**Fragmento**
El futuro, en los cielos. Además, muchos turcos no ven contraste alguno entre la apertura de Turquía a Occidente y el renovado interés por el mundo árabe-islámico. Uno de ellos es Kenan Gürsoy, antiguo rector de la Facultad de Letras de la Universidad Galatasaray de Estambul y actual embajador ante la Santa Sede. Sobre su escritorio destaca un cuadro que representa al “Padre de la nación” Mustafá Kemal Atatürk, con los ojos levantados hacia el cielo, casi arrebatado en una visión mística. «Estaba mirando un avión», dice Gürsoy interpretando mis pensamientos. Luego, añade: «Atatürk decía que nuestro futuro estaba en los cielos. Parafraseando sus palabras, hay que decir que nuestro futuro está en Europa. En los últimos años Turquía se ha encaminado hacia una economía más liberalizada, que deja espacio a la iniciativa privada y a los intercambios comerciales con el área mediterránea. Ha tratado de sacar el máximo partido a su posición geoestratégica para convertirse en encrucijada obligada de las rutas energéticas que conectan los países productores de petróleo y de gas con los consumidores europeos». «Pero Turquía no puede reducirse al papel de puente», añade Gürsoy señalando el majestuoso puente Bog?aziçi, que une las orillas europea y asiática de Estambul.
«A lo largo de su historia, Turquía no se ha limitado nunca a una identidad definida. Nosotros somos la síntesis de culturas distintas. Es verdad que la mayoría de nuestro pueblo es musulmana, porque los turcos reconocieron en el islam una apertura a otras culturas. Pero, como herederos de esta apertura, no podemos tener una identidad definida, sino una personalidad en desarrollo y en relación a un proyecto. No necesitamos una islamización, ni mucho menos un laicismo autoritario que impida al pueblo vivir su cultura pluralista. Vivimos un desgarro con nuestra cultura. Hace falta tiempo para que cicatrice, para reconciliarnos con nuestro pasado». Pero no es tan sencillo. La dificultad para descifrar Turquía se percibe paseando por las calles de Estambul, en donde conviven las dos almas del país –occidental y oriental– como elementos de la misma cultura e historia. Aunque es verdad que se han producido notables progresos en los últimos años en frentes como los derechos humanos, la libertad de expresión, la reforma de la justicia y las minorías étnicas, no puede decirse lo mismo del tema de las minorías religiosas. Es más, el trágico asesinato de monseñor Luigi Padovese hace pensar en una expansión de los sentimientos fundamentalistas y xenófobos (los cristianos son considerados por muchos turcos como minorías étnicas “extranjeras”, aunque se trate de ciudadanos turcos) en ambientes considerados hasta ahora ajenos a esta deriva. A finales del año 2009, una entrevista de la CBS a Bartolomé I, patriarca ecuménico de Constantinopla, en la que éste lamentaba el hecho de que los greco-ortodoxos «son tratados como ciudadanos de segunda categoría», suscitó protestas oficiales. En defensa de Bartolomé I intervino Mehmet Ali Birand en las páginas del periódico Hürriyet, de forma poco usual. «Durante muchos años», escribió el periodista, «Turquía ha vivido de la teoría de la conspiración. El Patriarcado ha sido considerado como una institución que se entromete con planes de partición de Turquía para que Grecia pueda invadir nuevamente el país (¡sic!). La gente piensa que, una vez aceptada la presencia ecuménica del Patriarca, los cristianos crearían en Turquía un nuevo Vaticano. Esta absurda teoría ha sido sostenida por el Estado, por los militares y por algunos nacionalistas».

**Información mostrada**
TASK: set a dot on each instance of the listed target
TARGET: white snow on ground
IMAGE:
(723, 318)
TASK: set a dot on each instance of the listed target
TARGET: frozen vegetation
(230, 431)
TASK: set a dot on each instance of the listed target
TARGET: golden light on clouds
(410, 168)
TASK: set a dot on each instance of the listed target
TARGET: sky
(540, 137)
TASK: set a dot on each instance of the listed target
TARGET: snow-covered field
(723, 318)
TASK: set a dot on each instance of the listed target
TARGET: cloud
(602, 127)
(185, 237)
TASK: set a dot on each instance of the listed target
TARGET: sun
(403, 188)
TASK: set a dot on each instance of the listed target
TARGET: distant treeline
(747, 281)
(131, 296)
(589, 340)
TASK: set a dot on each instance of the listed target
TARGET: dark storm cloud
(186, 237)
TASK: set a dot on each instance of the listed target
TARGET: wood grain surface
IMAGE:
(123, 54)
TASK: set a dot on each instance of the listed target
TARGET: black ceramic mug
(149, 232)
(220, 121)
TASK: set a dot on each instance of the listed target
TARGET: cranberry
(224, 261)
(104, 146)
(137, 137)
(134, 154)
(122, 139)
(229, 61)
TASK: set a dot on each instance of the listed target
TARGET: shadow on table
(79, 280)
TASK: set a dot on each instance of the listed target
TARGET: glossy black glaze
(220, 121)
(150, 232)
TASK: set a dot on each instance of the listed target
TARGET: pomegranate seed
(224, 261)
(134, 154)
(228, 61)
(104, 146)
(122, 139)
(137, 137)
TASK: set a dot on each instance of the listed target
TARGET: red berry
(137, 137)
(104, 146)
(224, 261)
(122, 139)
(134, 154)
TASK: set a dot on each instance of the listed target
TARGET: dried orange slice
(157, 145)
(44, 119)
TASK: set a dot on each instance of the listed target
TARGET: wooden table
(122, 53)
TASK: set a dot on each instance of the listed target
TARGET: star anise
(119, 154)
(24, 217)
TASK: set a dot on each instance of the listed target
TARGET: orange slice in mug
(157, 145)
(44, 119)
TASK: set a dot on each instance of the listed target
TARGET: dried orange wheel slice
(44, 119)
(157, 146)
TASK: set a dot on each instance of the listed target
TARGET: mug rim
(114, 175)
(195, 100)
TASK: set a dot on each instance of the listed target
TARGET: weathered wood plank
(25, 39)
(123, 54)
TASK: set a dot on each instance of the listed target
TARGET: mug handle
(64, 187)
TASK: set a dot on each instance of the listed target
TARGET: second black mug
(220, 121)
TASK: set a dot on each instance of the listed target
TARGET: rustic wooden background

**Ejercicios propuestos**
**1.** En el fragmento sobre Turquía, ¿qué cargo ocupa actualmente Kenan Gürsoy?
**2.** Cuenta cuántas líneas de las entradas contienen la cadena "table", teniendo en cuenta mayúsculas y minúsculas, y responde solo con el número.

**Respuestas desarrolladas**
**1.** Es embajador ante la Santa Sede.

**2.** 2